## Given request
Set down all of the data that follows word for word, without the images.
┌─ Extracted records
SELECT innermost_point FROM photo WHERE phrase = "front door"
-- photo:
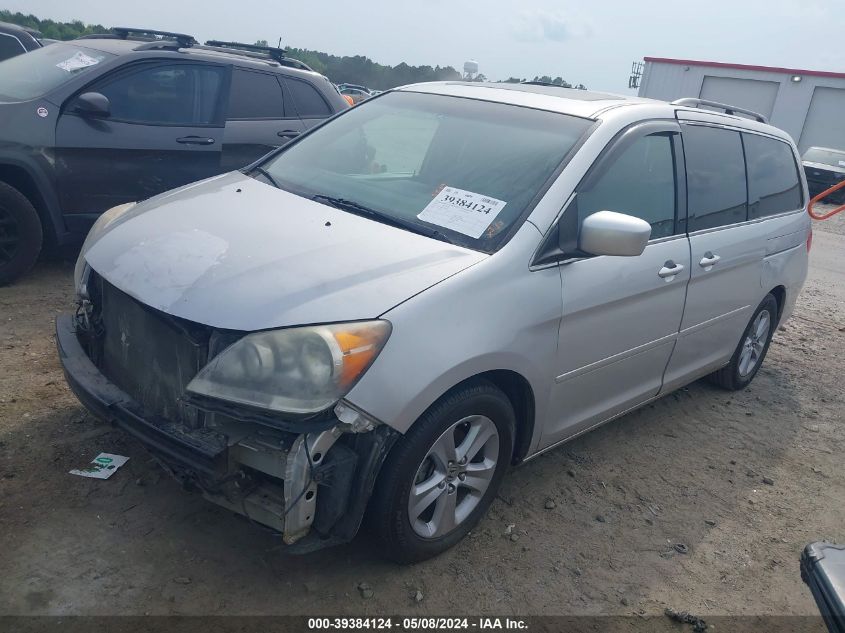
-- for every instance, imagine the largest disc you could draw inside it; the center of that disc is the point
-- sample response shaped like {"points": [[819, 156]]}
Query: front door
{"points": [[621, 315], [164, 130]]}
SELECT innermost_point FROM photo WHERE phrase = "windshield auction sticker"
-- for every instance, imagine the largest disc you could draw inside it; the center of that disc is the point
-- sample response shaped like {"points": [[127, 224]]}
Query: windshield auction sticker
{"points": [[462, 211], [79, 61]]}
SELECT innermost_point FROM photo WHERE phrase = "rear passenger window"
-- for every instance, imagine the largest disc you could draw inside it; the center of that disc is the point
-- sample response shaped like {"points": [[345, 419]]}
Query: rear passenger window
{"points": [[715, 177], [255, 96], [180, 94], [640, 182], [309, 103], [773, 185]]}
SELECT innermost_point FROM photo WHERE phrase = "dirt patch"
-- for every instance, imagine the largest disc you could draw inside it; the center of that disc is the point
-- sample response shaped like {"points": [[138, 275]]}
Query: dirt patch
{"points": [[700, 502]]}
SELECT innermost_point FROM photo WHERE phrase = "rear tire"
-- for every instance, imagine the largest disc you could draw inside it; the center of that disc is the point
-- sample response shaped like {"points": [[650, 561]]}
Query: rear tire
{"points": [[21, 235], [752, 348], [446, 497]]}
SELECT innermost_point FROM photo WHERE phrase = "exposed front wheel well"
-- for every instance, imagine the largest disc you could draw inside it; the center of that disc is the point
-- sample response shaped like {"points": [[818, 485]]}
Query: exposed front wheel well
{"points": [[779, 293]]}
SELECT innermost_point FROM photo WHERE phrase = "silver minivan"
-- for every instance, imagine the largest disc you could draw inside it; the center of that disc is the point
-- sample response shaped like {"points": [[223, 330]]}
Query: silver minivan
{"points": [[377, 320]]}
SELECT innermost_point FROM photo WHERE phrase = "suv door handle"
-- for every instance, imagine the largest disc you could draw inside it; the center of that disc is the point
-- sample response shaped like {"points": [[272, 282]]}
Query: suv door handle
{"points": [[708, 260], [195, 140], [669, 270]]}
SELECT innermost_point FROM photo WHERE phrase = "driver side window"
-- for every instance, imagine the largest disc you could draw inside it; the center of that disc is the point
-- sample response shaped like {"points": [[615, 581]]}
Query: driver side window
{"points": [[639, 182]]}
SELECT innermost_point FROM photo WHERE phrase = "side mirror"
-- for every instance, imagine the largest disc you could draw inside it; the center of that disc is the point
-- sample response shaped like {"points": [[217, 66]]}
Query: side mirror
{"points": [[92, 104], [611, 233]]}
└─
## Solution for this problem
SELECT innermost_point FROM photo WHERE phrase = "front door"
-- photo:
-- for every instance, imagine the largest disc you could draw inside it; the center of that disc is the point
-- sample response shaped like {"points": [[819, 156]]}
Query: front door
{"points": [[621, 315], [164, 130]]}
SELECT innermost_point FROM photo WHERE phrase = "windshield auction sticker"
-- for every instance, imagine the largest disc you could draw inside it; the center of that disc is the point
-- sample response shaped like {"points": [[127, 224]]}
Query: windshield auction sticker
{"points": [[462, 211], [79, 61]]}
SELECT innermost_point FROM photo WHERE phrase = "rear passenger window"
-- for every instance, imagine the largest disc you could draw inside it; the center of that disc is the point
-- sample response shaped like {"points": [[345, 419]]}
Query: rear passenger window
{"points": [[715, 177], [255, 96], [180, 94], [640, 182], [309, 103], [773, 185]]}
SELECT innermost_point FROM photo WHERE phrase = "dirt patch"
-- for every instance, imagine the largest disc you could draw inside it; the center of that disc is the point
-- sample response shaped like {"points": [[138, 275]]}
Query: dirt patch
{"points": [[700, 502]]}
SELECT innermost_point FROM photo WHERE phrase = "rear tire"
-- for every instance, imagine the largest disc you could draw inside it; the center of that disc is the point
-- sample response shaped like {"points": [[650, 561]]}
Query: rear tire
{"points": [[21, 235], [752, 348], [446, 497]]}
SELECT innermost_point FROM photo WHERE phrase = "exposed front wheel well"
-- for every instance, imagine the largest disc you could draw inside it; the center of that disc is the point
-- sample response shaped like {"points": [[818, 485]]}
Query: exposed front wheel well
{"points": [[779, 293]]}
SELECT innermost_point FROM photo WHERE phrase = "silver minivan"
-- for every instance, imagine the largest disc you could draw inside it; the center of that disc is the point
-- sample response shaped like {"points": [[223, 330]]}
Query: silver minivan
{"points": [[377, 320]]}
SELECT innermost_point FROM photo WHERE phrase = "suv door handle"
-- for every instance, imagine the largest disc you could draw inside it; the center of that disc is the point
-- sample response shaped like {"points": [[272, 282]]}
Query: suv door handle
{"points": [[708, 260], [195, 140], [669, 270]]}
SELECT innermost_point FROM photo WHERE phrase = "driver side window"
-- for every instance, imagine the largest disc you could draw inside it; the center of that disc is the point
-- sample response shaped like {"points": [[615, 581]]}
Query: driver side window
{"points": [[639, 182]]}
SELECT innermost_point FROM photo WHERE phrase = "side mirror"
-- for every instance, imagine the largest disc you could draw inside it; the center of that disc is the point
-- sample response shaped like {"points": [[217, 66]]}
Query: side mirror
{"points": [[92, 104], [611, 233]]}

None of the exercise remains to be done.